(Beginning of EXERCISE DATA)

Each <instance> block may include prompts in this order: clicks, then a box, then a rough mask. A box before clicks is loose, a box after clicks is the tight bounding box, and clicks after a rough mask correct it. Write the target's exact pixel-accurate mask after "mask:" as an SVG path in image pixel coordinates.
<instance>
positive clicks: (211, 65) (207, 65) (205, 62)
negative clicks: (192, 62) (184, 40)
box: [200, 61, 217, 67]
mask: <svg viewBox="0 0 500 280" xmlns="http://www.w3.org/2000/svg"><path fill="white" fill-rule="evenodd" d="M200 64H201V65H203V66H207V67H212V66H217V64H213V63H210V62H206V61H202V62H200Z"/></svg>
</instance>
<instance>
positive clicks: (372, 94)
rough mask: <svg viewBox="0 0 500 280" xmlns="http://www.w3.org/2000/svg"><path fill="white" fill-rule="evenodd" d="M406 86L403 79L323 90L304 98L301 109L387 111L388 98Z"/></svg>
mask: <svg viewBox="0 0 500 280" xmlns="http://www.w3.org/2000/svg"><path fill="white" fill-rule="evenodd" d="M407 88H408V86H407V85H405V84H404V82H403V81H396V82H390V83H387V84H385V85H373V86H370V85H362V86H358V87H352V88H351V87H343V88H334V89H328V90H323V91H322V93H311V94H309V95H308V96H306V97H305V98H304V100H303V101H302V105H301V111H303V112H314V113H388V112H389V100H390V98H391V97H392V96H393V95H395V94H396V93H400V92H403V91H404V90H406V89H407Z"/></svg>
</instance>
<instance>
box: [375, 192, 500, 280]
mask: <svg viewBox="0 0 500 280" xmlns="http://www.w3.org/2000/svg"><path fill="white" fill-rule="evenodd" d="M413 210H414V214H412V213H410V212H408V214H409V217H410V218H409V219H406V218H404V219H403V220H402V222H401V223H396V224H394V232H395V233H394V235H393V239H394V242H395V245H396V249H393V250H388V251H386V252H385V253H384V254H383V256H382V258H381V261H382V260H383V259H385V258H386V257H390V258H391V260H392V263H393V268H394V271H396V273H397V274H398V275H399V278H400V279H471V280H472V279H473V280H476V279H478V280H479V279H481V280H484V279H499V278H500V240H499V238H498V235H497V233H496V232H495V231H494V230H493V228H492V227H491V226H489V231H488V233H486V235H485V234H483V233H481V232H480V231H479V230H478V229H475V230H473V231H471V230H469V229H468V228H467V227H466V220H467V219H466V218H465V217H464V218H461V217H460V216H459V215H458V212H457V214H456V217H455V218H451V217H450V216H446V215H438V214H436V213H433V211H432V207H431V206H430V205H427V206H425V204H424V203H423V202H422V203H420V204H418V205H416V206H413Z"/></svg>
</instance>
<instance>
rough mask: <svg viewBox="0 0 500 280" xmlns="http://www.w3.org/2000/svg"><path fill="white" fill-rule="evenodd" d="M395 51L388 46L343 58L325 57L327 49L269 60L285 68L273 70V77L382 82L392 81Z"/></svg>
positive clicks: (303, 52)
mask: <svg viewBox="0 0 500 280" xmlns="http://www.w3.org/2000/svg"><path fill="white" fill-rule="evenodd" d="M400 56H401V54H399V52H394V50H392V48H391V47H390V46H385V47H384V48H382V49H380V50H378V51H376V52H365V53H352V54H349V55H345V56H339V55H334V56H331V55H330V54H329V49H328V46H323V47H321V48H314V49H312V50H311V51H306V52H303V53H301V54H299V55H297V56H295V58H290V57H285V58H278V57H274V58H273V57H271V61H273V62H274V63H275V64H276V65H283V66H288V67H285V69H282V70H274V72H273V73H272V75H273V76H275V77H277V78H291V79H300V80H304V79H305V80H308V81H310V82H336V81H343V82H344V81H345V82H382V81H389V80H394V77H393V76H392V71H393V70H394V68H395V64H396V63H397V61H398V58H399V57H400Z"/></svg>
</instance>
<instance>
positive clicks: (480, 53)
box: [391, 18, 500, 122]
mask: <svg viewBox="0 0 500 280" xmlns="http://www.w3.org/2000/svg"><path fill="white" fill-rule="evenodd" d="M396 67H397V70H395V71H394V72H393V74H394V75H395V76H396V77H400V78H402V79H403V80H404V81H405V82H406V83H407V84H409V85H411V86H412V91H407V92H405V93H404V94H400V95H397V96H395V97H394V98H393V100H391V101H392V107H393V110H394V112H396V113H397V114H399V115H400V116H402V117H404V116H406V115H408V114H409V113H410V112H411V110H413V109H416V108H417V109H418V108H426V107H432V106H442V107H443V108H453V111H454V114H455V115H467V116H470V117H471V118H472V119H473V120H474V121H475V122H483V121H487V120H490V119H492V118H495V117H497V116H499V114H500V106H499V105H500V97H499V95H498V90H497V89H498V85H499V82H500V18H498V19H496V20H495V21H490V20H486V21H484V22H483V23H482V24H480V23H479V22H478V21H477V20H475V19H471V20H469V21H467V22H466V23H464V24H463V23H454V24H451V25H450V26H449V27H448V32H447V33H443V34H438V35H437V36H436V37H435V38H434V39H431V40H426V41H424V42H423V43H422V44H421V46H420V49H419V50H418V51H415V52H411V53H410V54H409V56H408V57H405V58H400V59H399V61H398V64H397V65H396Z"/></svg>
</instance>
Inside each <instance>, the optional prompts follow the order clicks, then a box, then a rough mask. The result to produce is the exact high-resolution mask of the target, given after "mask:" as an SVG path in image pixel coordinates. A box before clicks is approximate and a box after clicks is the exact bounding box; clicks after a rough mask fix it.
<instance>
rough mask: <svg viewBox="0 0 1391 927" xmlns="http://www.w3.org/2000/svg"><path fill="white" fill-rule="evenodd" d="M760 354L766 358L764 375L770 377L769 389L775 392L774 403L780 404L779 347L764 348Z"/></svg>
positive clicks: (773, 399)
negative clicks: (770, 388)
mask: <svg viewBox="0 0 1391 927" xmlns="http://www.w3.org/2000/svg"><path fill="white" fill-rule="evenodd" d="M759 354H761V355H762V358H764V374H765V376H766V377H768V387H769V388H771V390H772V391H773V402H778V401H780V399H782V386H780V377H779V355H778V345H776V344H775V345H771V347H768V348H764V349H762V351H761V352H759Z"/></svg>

(End of EXERCISE DATA)

_INSTRUCTION:_
The entries above should be copied out exactly, with none left out.

_WRITTEN ANSWER:_
Each <instance> block may include prompts in this order: clicks, then a box, then a rough mask. A box before clicks is loose, a box after clicks is the tight bounding box, and clicks after a rough mask correct it. Write the target's exact pixel-accurate mask after "mask:" as an SVG path in image pixel coordinates.
<instance>
positive clicks: (211, 65) (207, 65) (205, 62)
negative clicks: (192, 62) (184, 40)
box: [200, 61, 217, 67]
mask: <svg viewBox="0 0 500 280" xmlns="http://www.w3.org/2000/svg"><path fill="white" fill-rule="evenodd" d="M200 64H201V65H203V66H207V67H212V66H217V64H213V63H210V62H206V61H202V62H200Z"/></svg>
</instance>
<instance>
positive clicks: (372, 94)
rough mask: <svg viewBox="0 0 500 280" xmlns="http://www.w3.org/2000/svg"><path fill="white" fill-rule="evenodd" d="M406 86L403 79L323 90L304 98L301 109L387 111L388 98Z"/></svg>
mask: <svg viewBox="0 0 500 280" xmlns="http://www.w3.org/2000/svg"><path fill="white" fill-rule="evenodd" d="M407 88H408V86H407V85H405V84H404V82H403V81H396V82H390V83H387V84H385V85H373V86H370V85H362V86H358V87H352V88H351V87H343V88H334V89H328V90H323V91H322V93H311V94H309V95H308V96H306V97H305V98H304V100H303V101H302V105H301V111H303V112H314V113H388V112H389V100H390V98H391V97H392V96H393V95H395V94H396V93H400V92H403V91H404V90H406V89H407Z"/></svg>
</instance>
<instance>
box: [375, 192, 500, 280]
mask: <svg viewBox="0 0 500 280" xmlns="http://www.w3.org/2000/svg"><path fill="white" fill-rule="evenodd" d="M413 210H414V214H412V213H410V212H408V214H409V217H410V218H409V219H406V218H404V219H403V220H402V222H401V223H396V224H394V232H395V233H394V235H393V239H394V242H395V245H396V249H393V250H388V251H386V252H385V253H384V254H383V256H382V258H381V261H382V260H383V259H385V258H386V257H390V258H391V260H392V263H393V268H394V271H396V273H397V274H398V275H399V278H400V279H471V280H472V279H473V280H476V279H478V280H479V279H481V280H484V279H499V278H500V240H499V238H498V235H497V233H496V232H495V231H494V230H493V228H492V227H491V226H489V231H488V233H486V235H485V234H483V233H481V232H480V231H479V230H478V229H475V230H473V231H471V230H469V229H468V228H467V227H466V220H467V219H466V218H465V217H464V218H461V217H460V216H459V215H458V212H457V214H456V217H455V218H451V217H450V216H446V215H438V214H436V213H433V211H432V207H431V206H430V205H427V206H425V204H424V203H423V202H422V203H420V204H418V205H416V206H413Z"/></svg>
</instance>
<instance>
rough mask: <svg viewBox="0 0 500 280" xmlns="http://www.w3.org/2000/svg"><path fill="white" fill-rule="evenodd" d="M395 51L388 46L343 58L325 57L327 49L269 60L285 68L273 70V77L382 82L392 81Z"/></svg>
positive clicks: (303, 52)
mask: <svg viewBox="0 0 500 280" xmlns="http://www.w3.org/2000/svg"><path fill="white" fill-rule="evenodd" d="M400 56H401V54H399V52H394V50H392V48H391V47H390V46H385V47H384V48H382V49H380V50H378V51H376V52H365V53H352V54H349V55H345V56H339V55H334V56H331V55H330V54H329V49H328V46H323V47H321V48H314V49H312V50H311V51H306V52H303V53H301V54H299V55H297V56H295V58H290V57H285V58H278V57H274V58H273V57H271V61H273V62H274V63H275V64H276V65H283V66H288V67H285V69H282V70H274V72H273V73H272V75H273V76H275V77H277V78H291V79H300V80H304V79H305V80H308V81H310V82H336V81H343V82H344V81H345V82H382V81H389V80H394V77H393V76H392V71H393V70H394V68H395V64H396V63H397V61H398V58H399V57H400Z"/></svg>
</instance>
<instance>
positive clicks: (480, 53)
box: [391, 18, 500, 122]
mask: <svg viewBox="0 0 500 280" xmlns="http://www.w3.org/2000/svg"><path fill="white" fill-rule="evenodd" d="M396 67H397V70H395V71H394V72H393V74H394V75H395V76H396V77H400V78H402V79H403V80H404V81H405V82H406V83H407V84H409V85H411V86H412V91H407V92H405V93H404V94H400V95H397V96H395V97H394V98H393V100H391V101H392V107H393V110H394V112H396V113H397V114H399V115H400V116H402V117H404V116H406V115H408V114H409V113H410V112H411V110H413V109H416V108H417V109H418V108H426V107H432V106H442V107H443V108H453V111H454V114H455V115H467V116H470V117H471V118H472V119H473V120H474V121H475V122H483V121H487V120H490V119H492V118H495V117H497V116H499V114H500V106H499V105H500V97H499V95H498V90H497V89H498V85H499V82H500V18H498V19H496V20H495V21H490V20H486V21H484V22H483V23H482V24H480V23H479V22H478V21H477V20H475V19H471V20H469V21H467V22H466V23H464V24H463V23H454V24H451V25H450V26H449V27H448V32H447V33H443V34H438V35H437V36H436V37H435V38H434V39H431V40H426V41H424V42H423V43H422V44H421V46H420V49H419V50H418V51H415V52H411V53H410V54H409V56H408V57H405V58H400V59H399V61H398V64H397V65H396Z"/></svg>
</instance>
Inside each <instance>, the optional prompts follow the order clicks, then a box, then a rough mask. The result to produce is the exact high-resolution mask of the target, given after "mask:" as an SVG path in image pixel coordinates. A box before clicks is approximate and a box after clicks is the exact bounding box; clicks after a rough mask fix it.
<instance>
rough mask: <svg viewBox="0 0 1391 927" xmlns="http://www.w3.org/2000/svg"><path fill="white" fill-rule="evenodd" d="M760 354L766 358L764 375L770 377L769 389L775 392L774 403L780 404L779 347L764 348Z"/></svg>
positive clicks: (773, 399)
negative clicks: (770, 388)
mask: <svg viewBox="0 0 1391 927" xmlns="http://www.w3.org/2000/svg"><path fill="white" fill-rule="evenodd" d="M759 354H761V355H762V358H764V374H765V376H766V377H768V387H769V388H771V390H772V391H773V402H778V401H780V399H782V386H780V377H779V355H778V345H776V344H775V345H771V347H768V348H764V349H762V351H761V352H759Z"/></svg>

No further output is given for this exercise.